▸ AIM OF THE EXERCISE: Gather every line of the material below that contains the word "point", and copy each one out.

▸ THE INPUT:
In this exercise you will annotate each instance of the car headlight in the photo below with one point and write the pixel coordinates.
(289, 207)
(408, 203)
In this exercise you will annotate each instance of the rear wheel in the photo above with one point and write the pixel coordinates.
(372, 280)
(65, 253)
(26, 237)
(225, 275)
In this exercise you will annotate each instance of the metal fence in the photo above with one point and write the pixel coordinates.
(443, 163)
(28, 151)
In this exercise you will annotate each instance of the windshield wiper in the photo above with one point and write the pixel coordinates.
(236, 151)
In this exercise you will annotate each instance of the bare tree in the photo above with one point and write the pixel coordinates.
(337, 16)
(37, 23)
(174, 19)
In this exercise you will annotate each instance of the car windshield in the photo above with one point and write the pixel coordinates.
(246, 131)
==
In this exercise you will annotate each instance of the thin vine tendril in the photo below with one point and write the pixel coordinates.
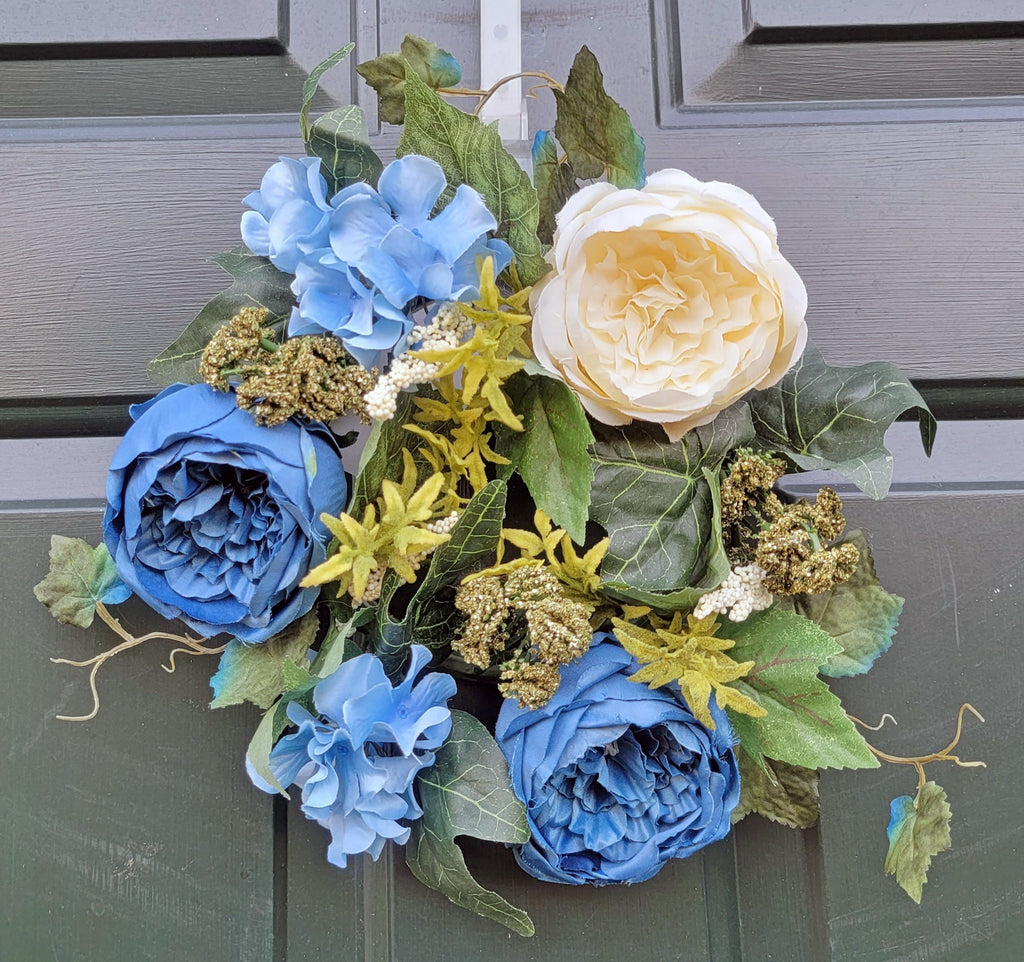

▸ THE ANSWER:
In this exercise you will annotate each instance of the car headlight in the photo below with one point and write the pixel coordinates.
In this exercise you will annotate each instance of the rear wheel in the photo above with one point and write the pixel coordinates.
In this exercise you will annotate each instance of the metal fence in the photo above with one point and write the pixel coordinates.
In this exercise you will annotate each instance of the windshield wiper in the photo above with one point and write the pixel coordinates.
In this exercise you will annotate each instance of the bare tree in the photo above with one point and write the pixel coordinates.
In this exercise you will annotate each instance of the car windshield in the photo above with one point and write the pixel coordinates.
In this exercise you will annotate each instance of the thin vine tendril in the photo below with one point and write the pixel coordinates.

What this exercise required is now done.